▸ WORK REQUIRED:
Starting at the line containing "stone staircase, giving" and ending with the last line of the data below, copy those lines in full, requests included, and offset each pixel coordinate in the answers by adding 92 to every value.

——————————

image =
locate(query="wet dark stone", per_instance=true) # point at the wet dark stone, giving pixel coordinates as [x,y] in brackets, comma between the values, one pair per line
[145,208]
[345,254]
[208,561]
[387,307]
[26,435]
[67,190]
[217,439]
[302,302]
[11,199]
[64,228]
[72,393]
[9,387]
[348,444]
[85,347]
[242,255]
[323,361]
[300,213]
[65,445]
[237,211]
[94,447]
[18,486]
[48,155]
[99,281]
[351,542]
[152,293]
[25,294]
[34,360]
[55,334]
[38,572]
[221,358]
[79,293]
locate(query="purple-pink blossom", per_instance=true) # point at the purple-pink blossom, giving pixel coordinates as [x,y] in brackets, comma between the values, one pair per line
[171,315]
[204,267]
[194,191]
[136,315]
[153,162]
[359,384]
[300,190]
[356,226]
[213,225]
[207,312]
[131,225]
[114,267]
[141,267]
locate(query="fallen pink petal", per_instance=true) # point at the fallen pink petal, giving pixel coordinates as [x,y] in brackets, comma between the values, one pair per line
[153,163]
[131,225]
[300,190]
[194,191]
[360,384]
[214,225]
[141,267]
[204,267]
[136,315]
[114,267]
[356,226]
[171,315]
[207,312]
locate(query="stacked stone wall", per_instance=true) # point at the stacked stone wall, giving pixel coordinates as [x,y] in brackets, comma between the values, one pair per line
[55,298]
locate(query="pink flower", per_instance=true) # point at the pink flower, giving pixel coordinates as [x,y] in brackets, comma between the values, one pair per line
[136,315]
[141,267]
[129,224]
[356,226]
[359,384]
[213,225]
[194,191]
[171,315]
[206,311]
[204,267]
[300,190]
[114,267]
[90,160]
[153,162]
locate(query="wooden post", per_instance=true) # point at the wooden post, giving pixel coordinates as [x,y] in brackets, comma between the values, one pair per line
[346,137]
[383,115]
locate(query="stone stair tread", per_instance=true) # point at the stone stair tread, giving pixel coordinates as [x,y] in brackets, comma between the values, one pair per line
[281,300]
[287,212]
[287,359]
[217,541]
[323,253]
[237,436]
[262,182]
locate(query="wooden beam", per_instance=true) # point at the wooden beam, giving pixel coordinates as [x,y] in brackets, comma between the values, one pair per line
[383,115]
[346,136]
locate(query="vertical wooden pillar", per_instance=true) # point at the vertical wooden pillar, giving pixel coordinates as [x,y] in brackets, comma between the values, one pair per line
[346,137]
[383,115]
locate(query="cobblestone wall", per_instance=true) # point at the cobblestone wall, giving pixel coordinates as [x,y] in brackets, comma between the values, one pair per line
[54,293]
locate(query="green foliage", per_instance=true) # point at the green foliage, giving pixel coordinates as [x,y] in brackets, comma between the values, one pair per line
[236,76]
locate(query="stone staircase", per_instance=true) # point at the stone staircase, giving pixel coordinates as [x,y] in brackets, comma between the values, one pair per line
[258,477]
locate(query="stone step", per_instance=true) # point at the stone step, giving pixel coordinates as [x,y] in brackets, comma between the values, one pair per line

——————————

▸ TASK ANSWER:
locate(query="stone staircase", per_instance=true) # point at the stone staircase, giving pixel coordinates as [x,y] in brackets, comma between the values, one pair per line
[350,569]
locate(query="stone step", per_instance=true) # point at the stone step, giving pixel coordinates as [x,y] in brackets, comma between the values, one pair per line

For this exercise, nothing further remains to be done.